- _Task details_:
Copy the lines of the records below verbatim, beginning with the line that contains "Tag every instance of the textured" and continuing through the end of the records.

** START OF Material provided **

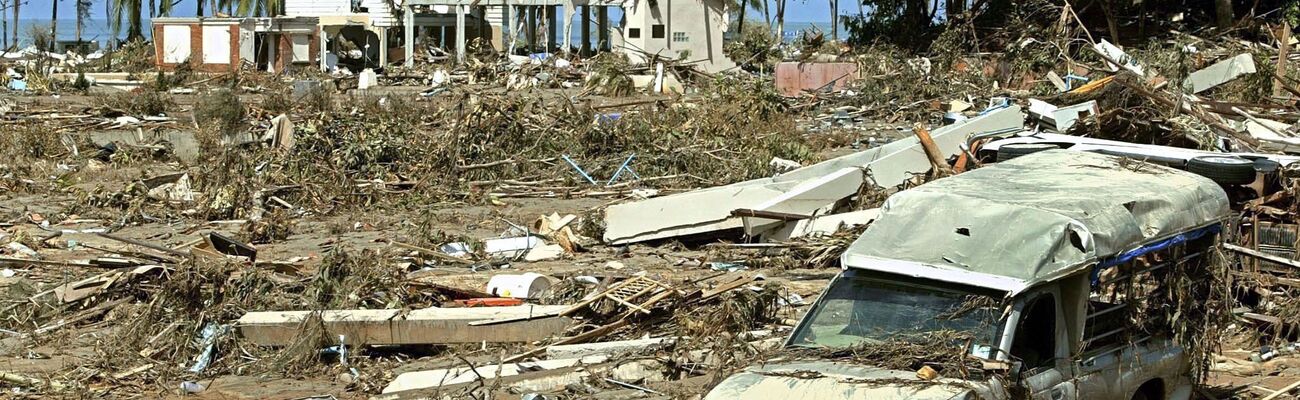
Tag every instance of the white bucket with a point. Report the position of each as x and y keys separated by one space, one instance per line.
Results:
x=527 y=286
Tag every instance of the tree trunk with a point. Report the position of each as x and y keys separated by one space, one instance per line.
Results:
x=740 y=25
x=780 y=20
x=954 y=8
x=835 y=20
x=16 y=4
x=53 y=25
x=134 y=24
x=767 y=16
x=1283 y=52
x=1112 y=21
x=1223 y=13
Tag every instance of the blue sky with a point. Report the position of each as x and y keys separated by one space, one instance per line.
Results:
x=798 y=11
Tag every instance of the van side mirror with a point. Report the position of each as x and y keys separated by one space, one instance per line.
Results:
x=1014 y=372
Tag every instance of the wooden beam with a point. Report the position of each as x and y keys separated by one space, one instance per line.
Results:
x=1261 y=255
x=397 y=326
x=758 y=213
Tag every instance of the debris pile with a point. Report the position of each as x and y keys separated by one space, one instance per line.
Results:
x=559 y=226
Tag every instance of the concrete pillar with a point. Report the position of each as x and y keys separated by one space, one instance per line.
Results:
x=324 y=48
x=408 y=27
x=602 y=21
x=460 y=33
x=586 y=31
x=507 y=33
x=553 y=40
x=384 y=47
x=273 y=53
x=568 y=26
x=532 y=29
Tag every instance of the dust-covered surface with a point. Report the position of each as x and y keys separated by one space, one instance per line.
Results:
x=385 y=199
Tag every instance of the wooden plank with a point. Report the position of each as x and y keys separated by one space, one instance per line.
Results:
x=395 y=326
x=1261 y=255
x=758 y=213
x=148 y=246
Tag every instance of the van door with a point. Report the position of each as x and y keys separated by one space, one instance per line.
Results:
x=1039 y=344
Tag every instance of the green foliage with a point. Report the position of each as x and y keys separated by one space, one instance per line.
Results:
x=139 y=103
x=81 y=83
x=221 y=111
x=610 y=75
x=757 y=48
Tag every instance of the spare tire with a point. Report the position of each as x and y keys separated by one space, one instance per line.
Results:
x=1015 y=150
x=1223 y=169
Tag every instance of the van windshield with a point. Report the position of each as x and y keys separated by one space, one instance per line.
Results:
x=865 y=311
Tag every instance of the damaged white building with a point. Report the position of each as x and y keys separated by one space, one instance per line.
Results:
x=356 y=34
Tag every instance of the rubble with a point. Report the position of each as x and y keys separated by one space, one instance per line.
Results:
x=550 y=220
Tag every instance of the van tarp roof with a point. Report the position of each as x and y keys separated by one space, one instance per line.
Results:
x=1013 y=221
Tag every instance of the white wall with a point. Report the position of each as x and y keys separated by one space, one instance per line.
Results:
x=316 y=8
x=380 y=11
x=176 y=43
x=216 y=44
x=700 y=22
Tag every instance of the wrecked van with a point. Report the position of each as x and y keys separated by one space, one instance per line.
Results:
x=1053 y=275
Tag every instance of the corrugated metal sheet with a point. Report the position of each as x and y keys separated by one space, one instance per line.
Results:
x=1278 y=239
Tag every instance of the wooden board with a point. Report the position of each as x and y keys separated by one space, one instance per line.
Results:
x=423 y=326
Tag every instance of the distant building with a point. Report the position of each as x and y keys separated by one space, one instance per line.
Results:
x=358 y=34
x=675 y=29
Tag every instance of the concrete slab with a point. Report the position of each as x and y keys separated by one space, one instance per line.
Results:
x=603 y=348
x=464 y=374
x=807 y=198
x=709 y=209
x=824 y=225
x=1220 y=73
x=183 y=144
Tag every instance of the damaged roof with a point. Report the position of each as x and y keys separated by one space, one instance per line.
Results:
x=1034 y=218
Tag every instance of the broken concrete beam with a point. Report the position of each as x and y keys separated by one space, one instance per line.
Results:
x=1220 y=73
x=710 y=209
x=1118 y=55
x=185 y=146
x=540 y=381
x=823 y=225
x=421 y=326
x=1062 y=118
x=806 y=199
x=605 y=348
x=464 y=374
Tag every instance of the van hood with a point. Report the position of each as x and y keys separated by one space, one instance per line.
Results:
x=828 y=379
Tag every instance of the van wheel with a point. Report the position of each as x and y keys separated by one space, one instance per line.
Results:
x=1223 y=169
x=1015 y=150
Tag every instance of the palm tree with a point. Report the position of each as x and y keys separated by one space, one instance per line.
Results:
x=53 y=25
x=835 y=20
x=82 y=13
x=130 y=9
x=16 y=4
x=744 y=7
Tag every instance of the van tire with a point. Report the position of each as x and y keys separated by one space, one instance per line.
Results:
x=1223 y=169
x=1015 y=150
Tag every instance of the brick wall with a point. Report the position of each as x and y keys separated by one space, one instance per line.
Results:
x=285 y=50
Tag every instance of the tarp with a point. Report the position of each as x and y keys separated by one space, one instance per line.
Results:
x=1035 y=217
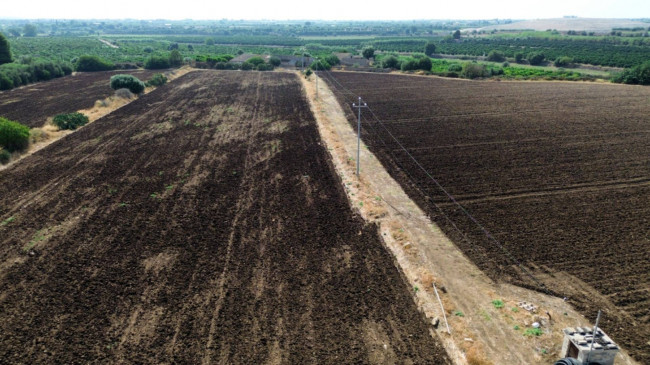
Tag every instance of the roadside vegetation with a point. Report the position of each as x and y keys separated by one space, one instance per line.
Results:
x=406 y=46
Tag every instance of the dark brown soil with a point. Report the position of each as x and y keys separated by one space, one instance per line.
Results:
x=33 y=104
x=202 y=223
x=558 y=173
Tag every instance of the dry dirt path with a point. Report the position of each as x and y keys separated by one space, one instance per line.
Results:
x=482 y=334
x=201 y=223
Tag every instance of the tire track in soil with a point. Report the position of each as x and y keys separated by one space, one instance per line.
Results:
x=157 y=215
x=544 y=231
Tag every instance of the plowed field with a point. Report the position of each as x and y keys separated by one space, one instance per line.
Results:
x=202 y=223
x=33 y=104
x=558 y=173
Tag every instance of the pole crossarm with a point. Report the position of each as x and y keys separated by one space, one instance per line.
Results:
x=359 y=105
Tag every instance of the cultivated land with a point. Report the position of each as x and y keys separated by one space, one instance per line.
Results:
x=31 y=105
x=566 y=24
x=559 y=173
x=202 y=223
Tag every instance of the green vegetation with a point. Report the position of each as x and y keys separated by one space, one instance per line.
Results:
x=13 y=135
x=157 y=80
x=536 y=58
x=30 y=30
x=637 y=75
x=18 y=74
x=5 y=156
x=157 y=62
x=88 y=63
x=127 y=82
x=533 y=332
x=496 y=56
x=70 y=121
x=175 y=58
x=368 y=52
x=429 y=48
x=5 y=50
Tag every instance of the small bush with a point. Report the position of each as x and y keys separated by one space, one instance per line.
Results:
x=275 y=61
x=563 y=61
x=455 y=67
x=70 y=121
x=93 y=63
x=127 y=82
x=37 y=135
x=536 y=58
x=5 y=156
x=264 y=67
x=533 y=332
x=496 y=56
x=13 y=135
x=473 y=70
x=156 y=63
x=320 y=65
x=390 y=62
x=256 y=61
x=157 y=80
x=124 y=93
x=175 y=58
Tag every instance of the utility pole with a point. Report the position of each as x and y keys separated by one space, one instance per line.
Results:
x=316 y=76
x=360 y=105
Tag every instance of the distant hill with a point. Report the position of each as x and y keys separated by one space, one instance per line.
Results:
x=565 y=24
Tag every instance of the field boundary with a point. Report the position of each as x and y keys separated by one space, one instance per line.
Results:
x=427 y=256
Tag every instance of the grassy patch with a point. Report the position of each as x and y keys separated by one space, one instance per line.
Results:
x=533 y=332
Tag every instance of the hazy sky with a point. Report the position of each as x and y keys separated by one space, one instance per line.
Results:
x=335 y=9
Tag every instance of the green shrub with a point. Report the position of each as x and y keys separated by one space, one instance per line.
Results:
x=157 y=80
x=455 y=67
x=13 y=135
x=275 y=61
x=429 y=49
x=93 y=63
x=264 y=67
x=70 y=121
x=156 y=63
x=255 y=61
x=5 y=50
x=320 y=65
x=127 y=82
x=368 y=52
x=124 y=93
x=533 y=332
x=536 y=58
x=563 y=61
x=175 y=58
x=5 y=156
x=390 y=62
x=637 y=75
x=5 y=82
x=332 y=59
x=473 y=70
x=496 y=56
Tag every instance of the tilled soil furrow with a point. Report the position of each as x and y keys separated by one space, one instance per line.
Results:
x=201 y=223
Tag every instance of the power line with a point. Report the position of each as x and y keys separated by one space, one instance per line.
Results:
x=485 y=231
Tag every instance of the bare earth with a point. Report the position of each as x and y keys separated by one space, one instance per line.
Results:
x=483 y=334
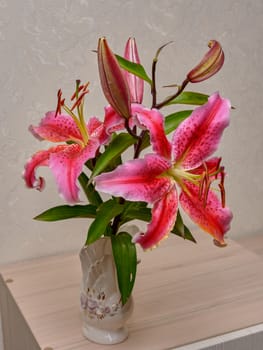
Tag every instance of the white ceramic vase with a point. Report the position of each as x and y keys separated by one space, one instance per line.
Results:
x=103 y=314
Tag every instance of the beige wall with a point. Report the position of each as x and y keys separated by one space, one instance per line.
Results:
x=46 y=45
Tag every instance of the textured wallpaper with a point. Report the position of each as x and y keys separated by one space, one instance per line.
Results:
x=47 y=44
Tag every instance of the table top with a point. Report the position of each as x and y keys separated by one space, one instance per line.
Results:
x=184 y=293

** END OF Material provided **

- _Task result_:
Tag every instance of the textured wallpaper with a point. Report the position of each as x and y keys separated by one space, one instance per line.
Results:
x=47 y=44
Tag every instance of the table top with a point. Report the position of each as x and y keys separated by one space, one instance per line.
Results:
x=184 y=293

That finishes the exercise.